- Esercizi -
1 > Nel brano sulle donne anziane nelle residenze, che cosa è stato organizzato in un caso, con le ospiti della residenza come modelle?
2 > Prosegui il brano sulle donne anziane nelle residenze a partire dall'ultima frase riportata.

- Blocco di testo -
Il gruppo di donne intervistate vivono in residenze per anziani di livello elevato, dove gli spazi abitativi occupati possono essere acquistati; per loro, vivere in questi luoghi non sembra una privazione, perché possono continuare a sviluppare le loro passioni, hobby e preferenze come nel passato. Armate anche di una buona dose di fiducia in se stesse, praticano yoga con pose guerriere, fanno piscina, vanno dal parrucchiere facendo acconciature all’ultima moda, vestono con orgoglio e anche con spregiudicatezza o a la page secondo le circostanze. “E perché non dovrei farlo?”, rivendica orgogliosamente una ottantacinquenne. Se una persona ha avuto stile fin da quando era giovane, lo stile rimane, non va mai via. E queste son donne che non si pensano o vedono “vecchie”, e perciò continuano a guardarsi nello specchio, a truccarsi, a prendersi cura del proprio corpo. Si vestono con piacere anche solo per la cena della sera e nelle residenze dove vivono non hanno smesso di avere uno spazio dedicato ai trucchi. Queste donne sono parte di una popolazione anziana il cui senso della vanità rimane intatto: e non viene certo interpretato come l’ultimo segno vitale quanto piuttosto come un segno di energia e autostima. Alcune organizzano ogni tanto dei corsi per le altre donne che vivono nella stessa residenza su moda e bellezza. In un caso, per esempio, è stata organizzata una sfilata di moda nella quale le modelle erano le donne ospiti della residenza.

Dati di localizzazione di punti nelle immagini
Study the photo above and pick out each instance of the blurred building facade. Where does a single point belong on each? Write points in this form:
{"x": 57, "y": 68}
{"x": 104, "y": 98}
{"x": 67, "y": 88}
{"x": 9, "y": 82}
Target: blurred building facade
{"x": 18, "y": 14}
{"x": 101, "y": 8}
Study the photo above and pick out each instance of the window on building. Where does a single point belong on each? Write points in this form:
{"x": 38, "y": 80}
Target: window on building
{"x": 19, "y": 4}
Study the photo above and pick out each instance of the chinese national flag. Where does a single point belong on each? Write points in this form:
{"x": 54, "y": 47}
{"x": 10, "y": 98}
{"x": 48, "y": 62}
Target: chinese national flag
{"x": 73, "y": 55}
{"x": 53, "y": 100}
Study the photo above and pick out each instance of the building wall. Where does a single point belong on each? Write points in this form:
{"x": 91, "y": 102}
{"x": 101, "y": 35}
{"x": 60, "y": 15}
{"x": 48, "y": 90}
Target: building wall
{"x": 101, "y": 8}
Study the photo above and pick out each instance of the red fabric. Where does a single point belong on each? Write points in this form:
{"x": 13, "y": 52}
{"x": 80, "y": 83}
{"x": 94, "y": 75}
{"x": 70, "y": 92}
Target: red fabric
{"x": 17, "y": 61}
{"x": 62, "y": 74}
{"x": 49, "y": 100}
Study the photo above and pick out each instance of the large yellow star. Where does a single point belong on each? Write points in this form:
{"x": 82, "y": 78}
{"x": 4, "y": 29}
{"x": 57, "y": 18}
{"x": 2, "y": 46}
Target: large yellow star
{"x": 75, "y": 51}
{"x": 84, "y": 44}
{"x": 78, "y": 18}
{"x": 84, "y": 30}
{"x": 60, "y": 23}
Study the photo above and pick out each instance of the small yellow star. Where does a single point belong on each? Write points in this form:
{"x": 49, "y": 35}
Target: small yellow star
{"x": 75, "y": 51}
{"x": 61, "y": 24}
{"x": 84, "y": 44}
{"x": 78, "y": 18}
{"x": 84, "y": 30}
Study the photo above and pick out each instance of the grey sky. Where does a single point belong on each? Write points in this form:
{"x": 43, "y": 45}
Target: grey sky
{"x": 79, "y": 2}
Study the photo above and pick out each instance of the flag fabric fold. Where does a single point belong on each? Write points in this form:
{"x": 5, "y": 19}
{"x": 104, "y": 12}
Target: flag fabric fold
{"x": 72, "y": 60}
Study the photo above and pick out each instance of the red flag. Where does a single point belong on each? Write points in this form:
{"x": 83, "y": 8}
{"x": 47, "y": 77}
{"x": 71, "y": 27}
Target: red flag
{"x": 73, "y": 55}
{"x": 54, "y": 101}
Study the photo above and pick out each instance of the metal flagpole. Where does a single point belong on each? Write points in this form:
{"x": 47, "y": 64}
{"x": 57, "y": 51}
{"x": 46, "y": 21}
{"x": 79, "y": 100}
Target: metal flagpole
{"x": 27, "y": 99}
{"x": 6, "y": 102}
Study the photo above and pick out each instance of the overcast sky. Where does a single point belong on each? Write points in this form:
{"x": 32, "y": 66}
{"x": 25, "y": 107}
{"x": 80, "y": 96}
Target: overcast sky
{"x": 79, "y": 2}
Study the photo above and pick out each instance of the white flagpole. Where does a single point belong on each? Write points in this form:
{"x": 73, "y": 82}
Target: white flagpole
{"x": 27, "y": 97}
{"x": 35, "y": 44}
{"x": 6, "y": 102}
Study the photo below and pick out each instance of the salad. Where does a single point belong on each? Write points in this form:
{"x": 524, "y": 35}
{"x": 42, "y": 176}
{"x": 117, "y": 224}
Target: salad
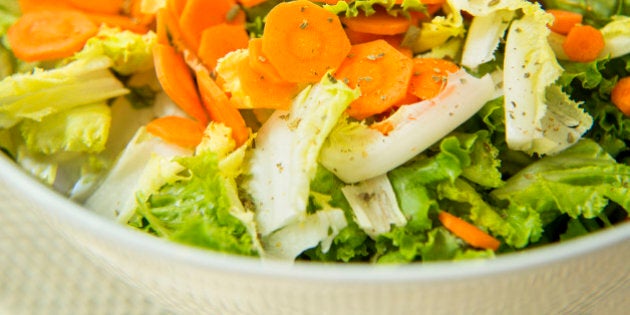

- Risposte per esercizio -
1 > Una sfilata di moda.

2 >
 “Vanità” è una parola con connotazione negativa, sostiene M. E. Agronin (autore del libro The end of old age. Living a longer a more purposeful life), ma in realtà ha una grande importanza, “porta al cuore della propria identità e come le persone percepiscono se stesse, come loro si vedono nel cambiamento o nel non cambiamento nel corso tempo”. E prosegue: fare degli sforzi per allenarsi, disegnare, truccarsi, vestirsi in modo non conforme agli schemi sociali stabiliti socialmente, contribuisce a sentire e capire “chi sei, chi eri, e che continui ad essere chi sei stato”. La cura nel vestire e della propria immagine sono un segno di indipendenza; secondo alcuni esperti, l’ultima frontiera di un certo (auto)controllo che hanno le persone che perdono l’autonomia è legata a come si vestono e come si guardano.

Questi nuovi modi di vivere la vecchiaia quali conseguenze hanno nel sociale?

 Il mercato, anticipando il cosiddetto “silver tsunami” che dovrebbe arrivare intorno al 2030, ha sviluppato un ampio business nel settore delle costruzioni delle residenze che offrono, secondo reddito e fasce sociali, luoghi dove vivere forniti di molti spazi (spazi per musica, teatro, ecc.) e servizi (non solo palestre, piscine, salon, ma anche servizi informatici e aiuti attraverso l’impiego dell’intelligenza artificiale). Gli spazi ricreativi e i servizi offerti oltre a permettere di vivere con agio, aiutano a poter essere il più possibile autonome.

Altri effetti, forse tra più rilevanti, si registrano in talune professioni quali l’odontoiatria, la medicina plastica, la psicanalisi, e in molte altre specializzazioni mediche. Gli specialisti di queste professioni un tempo non prestavano nessuna attenzione a coloro che avevano più di 55 o 60 anni; ora invece accolgono ben volentieri clienti di 80 anni e oltre. Tale cambiamento culturale, descritto dalla giornalista, non è certo riferito ai soli Stati Uniti ma è presente un po’ ovunque e anche in Italia.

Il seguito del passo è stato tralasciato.